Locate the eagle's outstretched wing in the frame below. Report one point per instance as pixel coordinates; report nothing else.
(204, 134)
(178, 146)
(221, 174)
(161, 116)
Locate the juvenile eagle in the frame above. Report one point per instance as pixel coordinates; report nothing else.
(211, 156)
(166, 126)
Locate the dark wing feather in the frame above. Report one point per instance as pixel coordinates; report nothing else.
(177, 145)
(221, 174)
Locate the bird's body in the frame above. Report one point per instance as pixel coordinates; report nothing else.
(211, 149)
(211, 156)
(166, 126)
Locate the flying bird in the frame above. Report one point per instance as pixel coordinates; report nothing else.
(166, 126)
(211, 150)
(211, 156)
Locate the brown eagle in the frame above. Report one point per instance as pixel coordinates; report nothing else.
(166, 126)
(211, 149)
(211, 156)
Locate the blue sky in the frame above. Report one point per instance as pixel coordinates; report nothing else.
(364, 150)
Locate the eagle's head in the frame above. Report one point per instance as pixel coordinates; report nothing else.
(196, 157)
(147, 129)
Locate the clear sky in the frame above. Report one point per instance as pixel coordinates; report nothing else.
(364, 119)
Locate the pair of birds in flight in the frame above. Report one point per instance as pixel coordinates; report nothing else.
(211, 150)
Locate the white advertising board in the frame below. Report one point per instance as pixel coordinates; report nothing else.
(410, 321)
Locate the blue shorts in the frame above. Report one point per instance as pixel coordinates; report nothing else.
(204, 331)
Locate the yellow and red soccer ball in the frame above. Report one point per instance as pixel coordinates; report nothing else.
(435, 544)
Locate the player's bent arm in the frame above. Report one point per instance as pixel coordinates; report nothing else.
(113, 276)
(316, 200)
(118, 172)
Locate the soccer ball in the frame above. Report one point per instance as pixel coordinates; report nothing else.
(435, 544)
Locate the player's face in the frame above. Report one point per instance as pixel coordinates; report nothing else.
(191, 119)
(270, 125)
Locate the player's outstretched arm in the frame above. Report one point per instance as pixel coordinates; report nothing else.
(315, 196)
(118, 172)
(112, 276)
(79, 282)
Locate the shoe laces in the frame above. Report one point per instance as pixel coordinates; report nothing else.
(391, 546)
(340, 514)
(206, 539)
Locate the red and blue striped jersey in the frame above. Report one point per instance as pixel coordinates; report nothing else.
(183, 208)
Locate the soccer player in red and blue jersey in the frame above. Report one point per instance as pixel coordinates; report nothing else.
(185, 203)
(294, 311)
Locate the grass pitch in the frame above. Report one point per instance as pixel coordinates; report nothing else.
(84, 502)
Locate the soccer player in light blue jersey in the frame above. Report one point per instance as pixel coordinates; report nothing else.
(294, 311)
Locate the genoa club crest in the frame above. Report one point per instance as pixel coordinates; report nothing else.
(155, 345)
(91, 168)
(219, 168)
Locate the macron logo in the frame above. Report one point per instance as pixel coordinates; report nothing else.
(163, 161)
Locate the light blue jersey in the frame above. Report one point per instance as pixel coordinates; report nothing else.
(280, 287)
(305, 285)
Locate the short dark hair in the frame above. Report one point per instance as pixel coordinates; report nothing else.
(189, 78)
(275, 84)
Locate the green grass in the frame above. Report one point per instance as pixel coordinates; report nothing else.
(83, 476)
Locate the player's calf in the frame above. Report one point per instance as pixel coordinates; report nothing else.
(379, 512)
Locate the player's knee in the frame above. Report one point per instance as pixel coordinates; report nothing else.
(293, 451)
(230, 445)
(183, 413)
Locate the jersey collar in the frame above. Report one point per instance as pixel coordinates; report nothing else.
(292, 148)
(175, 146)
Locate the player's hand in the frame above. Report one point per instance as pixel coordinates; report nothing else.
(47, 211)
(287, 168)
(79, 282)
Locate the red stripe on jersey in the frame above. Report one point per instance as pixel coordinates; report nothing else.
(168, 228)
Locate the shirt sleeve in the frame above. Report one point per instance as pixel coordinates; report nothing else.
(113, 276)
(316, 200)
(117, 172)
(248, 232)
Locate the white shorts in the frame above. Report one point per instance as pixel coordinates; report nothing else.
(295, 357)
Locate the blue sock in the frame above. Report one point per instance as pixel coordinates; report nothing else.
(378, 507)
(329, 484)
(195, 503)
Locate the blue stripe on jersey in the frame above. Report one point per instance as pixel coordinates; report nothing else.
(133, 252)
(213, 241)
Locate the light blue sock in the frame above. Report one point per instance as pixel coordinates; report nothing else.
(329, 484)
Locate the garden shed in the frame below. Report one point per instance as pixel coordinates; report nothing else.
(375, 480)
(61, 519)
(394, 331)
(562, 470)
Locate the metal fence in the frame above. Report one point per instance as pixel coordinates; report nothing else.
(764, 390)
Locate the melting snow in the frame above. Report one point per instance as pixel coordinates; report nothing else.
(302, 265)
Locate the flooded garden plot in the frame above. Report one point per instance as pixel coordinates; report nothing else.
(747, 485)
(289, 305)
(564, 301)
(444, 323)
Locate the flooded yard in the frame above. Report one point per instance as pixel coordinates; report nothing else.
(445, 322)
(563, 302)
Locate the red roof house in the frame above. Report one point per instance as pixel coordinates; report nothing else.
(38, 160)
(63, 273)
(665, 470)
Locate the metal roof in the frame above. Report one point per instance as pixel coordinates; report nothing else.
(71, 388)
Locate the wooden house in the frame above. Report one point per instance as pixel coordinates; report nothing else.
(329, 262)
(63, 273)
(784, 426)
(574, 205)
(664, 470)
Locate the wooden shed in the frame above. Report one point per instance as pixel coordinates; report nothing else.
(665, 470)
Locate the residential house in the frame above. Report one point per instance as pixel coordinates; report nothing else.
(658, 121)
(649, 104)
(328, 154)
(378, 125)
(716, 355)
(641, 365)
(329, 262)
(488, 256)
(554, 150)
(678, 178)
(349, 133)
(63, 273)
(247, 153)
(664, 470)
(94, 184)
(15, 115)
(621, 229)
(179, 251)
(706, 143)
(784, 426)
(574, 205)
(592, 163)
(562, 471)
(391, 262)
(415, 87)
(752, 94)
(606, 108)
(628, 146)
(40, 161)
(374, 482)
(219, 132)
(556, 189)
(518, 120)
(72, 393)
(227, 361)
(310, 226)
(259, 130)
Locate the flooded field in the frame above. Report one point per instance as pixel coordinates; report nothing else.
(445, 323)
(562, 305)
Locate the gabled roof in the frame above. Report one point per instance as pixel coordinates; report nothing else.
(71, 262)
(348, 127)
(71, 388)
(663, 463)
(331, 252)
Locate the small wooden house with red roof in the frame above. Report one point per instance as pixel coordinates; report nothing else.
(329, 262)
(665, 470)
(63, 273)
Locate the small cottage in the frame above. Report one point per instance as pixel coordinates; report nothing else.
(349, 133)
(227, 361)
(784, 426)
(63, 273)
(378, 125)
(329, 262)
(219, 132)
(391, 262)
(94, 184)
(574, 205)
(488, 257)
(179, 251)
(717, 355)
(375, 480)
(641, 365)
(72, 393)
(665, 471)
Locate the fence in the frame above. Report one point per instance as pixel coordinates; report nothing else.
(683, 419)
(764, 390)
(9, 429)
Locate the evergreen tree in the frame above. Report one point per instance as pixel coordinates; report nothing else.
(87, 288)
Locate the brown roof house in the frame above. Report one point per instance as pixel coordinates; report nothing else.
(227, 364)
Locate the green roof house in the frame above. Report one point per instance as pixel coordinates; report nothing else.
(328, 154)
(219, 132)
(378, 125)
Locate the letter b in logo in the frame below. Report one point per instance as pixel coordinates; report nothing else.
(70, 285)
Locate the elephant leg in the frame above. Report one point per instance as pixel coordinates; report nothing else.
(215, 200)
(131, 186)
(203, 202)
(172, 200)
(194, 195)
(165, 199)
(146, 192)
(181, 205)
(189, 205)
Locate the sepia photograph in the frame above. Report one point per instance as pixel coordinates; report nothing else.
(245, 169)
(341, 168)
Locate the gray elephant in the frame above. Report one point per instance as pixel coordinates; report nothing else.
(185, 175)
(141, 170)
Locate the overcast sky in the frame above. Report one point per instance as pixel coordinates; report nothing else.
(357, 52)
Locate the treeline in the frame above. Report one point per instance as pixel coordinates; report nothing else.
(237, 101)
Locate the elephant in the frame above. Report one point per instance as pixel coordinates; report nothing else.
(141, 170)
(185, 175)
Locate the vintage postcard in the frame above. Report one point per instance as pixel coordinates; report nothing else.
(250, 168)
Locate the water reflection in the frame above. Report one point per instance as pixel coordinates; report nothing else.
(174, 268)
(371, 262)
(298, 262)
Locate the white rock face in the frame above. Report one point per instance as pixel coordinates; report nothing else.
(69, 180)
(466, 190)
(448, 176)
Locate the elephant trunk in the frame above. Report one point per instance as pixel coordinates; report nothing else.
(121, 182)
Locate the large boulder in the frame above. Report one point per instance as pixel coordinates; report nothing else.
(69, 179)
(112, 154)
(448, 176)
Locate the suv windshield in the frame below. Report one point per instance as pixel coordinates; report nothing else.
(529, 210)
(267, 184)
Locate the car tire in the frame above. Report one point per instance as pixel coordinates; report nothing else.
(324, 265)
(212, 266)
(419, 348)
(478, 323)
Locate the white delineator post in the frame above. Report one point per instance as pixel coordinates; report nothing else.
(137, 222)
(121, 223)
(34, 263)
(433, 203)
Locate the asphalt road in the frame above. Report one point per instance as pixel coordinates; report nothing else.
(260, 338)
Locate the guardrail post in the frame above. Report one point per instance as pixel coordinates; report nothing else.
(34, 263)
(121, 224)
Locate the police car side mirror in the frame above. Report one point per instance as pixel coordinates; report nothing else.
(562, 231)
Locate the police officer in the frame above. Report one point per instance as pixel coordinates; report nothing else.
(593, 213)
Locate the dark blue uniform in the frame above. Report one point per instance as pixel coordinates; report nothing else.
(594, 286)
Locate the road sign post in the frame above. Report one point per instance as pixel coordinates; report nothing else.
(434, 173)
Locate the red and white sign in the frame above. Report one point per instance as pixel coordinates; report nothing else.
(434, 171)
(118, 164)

▸ **EXERCISE BRIEF**
Rewrite the lines from the one containing "Locate the asphalt" through the last line, replacing "guardrail post" with "roadside barrier post" and leaving everything else unchanged.

▸ **ANSWER BELOW**
Locate the asphalt road in the frame above. Report one point per instance as pixel coordinates; report nothing else.
(260, 338)
Locate the roadside barrier post in the frame above. Report one point per instance as pixel coordinates; report nothing else.
(34, 263)
(121, 224)
Locate the police car side mirror in the frame above. Report one point per instance as pixel coordinates; report nothing else.
(562, 231)
Locate the police officer in the frame above. Report one point per instance as pixel coordinates; report nothing else.
(593, 213)
Locate the dark blue uniform in the frame above. Report one point per instance as pixel coordinates; report nothing else.
(594, 286)
Locate the road sign post in the frame above. Report one point per instance as pixel coordinates; report nothing else.
(434, 173)
Locate the red and white sign in the frame above. Report one point per instance as pixel coordinates; report nothing else.
(434, 171)
(118, 164)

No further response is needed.